◆ **Document passage**
That's hidden in Travel Meals. :whistling2:


----------



## B4T (Feb 10, 2009)

480sparky said:


> *Business Cost List*


You forgot daily food.. per day

Even (1) person.. breakfast $5.00.. Lunch.. $10.00

Per day.. $15.00 X 5 days = $75.00 per week


----------



## EDM (Nov 3, 2009)

Black4Truck said:


> You forgot daily food.. per day
> 
> Even (1) person.. breakfast $5.00.. Lunch.. $10.00
> 
> Per day.. $15.00 X 5 days = $75.00 per week


Is that really a business expense?


----------



## B4T (Feb 10, 2009)

EDM said:


> Is that really a business expense?


Yes it is.. one of the perks I get for signing the check :laughing:


----------



## wingz (Mar 21, 2009)

Black4Truck said:


> You forgot daily food.. per day
> 
> Even (1) person.. breakfast $5.00.. Lunch.. $10.00
> 
> Per day.. $15.00 X 5 days = $75.00 per week


We got 80 per week and that was 10 years ago working four 10 hour days.


----------



## ralph (Apr 6, 2008)

calibre said:


> So whats your way of setting a rate. hourly?? per job? whats your rule of thumb do you guys go by?? to charge your customers?

◆ **Stated problem 1**
Answer these questions from the forum thread:
(a) What amount does B4T give for one person's breakfast?
(b) Who asks whether daily food is really a business expense?
(c) According to wingz, how many days a week did they work, and for how many hours each day?
◆ **Stated problem 2**
Translate this sentence from the forum thread into Spanish: "We got 80 per week and that was 10 years ago working four 10 hour days."
◆ **Stated problem 3**
Copy out everything in the forum thread from "## wingz (Mar" down to "10 hour days.".

◆ **Dataset**

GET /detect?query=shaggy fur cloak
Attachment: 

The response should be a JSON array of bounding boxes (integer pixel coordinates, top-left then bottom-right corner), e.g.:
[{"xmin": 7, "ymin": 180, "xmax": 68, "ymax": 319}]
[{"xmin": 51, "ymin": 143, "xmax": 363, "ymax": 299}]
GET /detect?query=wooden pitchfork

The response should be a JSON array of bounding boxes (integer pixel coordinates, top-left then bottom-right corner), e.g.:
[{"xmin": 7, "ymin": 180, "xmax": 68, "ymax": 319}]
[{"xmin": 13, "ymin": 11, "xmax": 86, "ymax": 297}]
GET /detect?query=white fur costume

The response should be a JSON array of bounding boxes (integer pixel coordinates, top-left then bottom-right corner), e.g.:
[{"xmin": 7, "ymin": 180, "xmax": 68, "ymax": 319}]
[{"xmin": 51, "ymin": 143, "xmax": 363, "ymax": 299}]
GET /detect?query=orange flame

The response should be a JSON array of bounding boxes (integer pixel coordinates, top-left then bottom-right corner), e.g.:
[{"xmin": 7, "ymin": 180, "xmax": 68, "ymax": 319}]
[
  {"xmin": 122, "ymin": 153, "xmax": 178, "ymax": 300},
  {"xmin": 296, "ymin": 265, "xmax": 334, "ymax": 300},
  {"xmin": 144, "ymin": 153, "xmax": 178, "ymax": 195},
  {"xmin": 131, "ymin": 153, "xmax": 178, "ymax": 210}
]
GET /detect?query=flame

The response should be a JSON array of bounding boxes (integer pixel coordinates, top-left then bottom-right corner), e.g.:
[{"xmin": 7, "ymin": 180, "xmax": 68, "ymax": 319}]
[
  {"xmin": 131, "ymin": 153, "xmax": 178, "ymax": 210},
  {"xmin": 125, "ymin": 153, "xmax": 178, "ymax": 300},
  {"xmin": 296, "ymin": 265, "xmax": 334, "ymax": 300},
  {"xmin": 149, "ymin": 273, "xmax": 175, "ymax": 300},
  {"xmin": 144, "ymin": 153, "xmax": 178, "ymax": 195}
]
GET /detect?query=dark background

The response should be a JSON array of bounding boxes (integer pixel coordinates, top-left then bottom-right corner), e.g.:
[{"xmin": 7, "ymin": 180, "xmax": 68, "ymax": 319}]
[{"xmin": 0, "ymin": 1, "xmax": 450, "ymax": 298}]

◆ **Right answer 1**
(a) $5.00
(b) EDM
(c) Four days a week, 10 hours each day

◆ **Right answer 2**
Recibíamos 80 por semana, y eso fue hace 10 años, trabajando cuatro días de 10 horas.

◆ **Right answer 3**
## wingz (Mar 21, 2009)

Black4Truck said:


> You forgot daily food.. per day
> 
> Even (1) person.. breakfast $5.00.. Lunch.. $10.00
> 
> Per day.. $15.00 X 5 days = $75.00 per week


We got 80 per week and that was 10 years ago working four 10 hour days.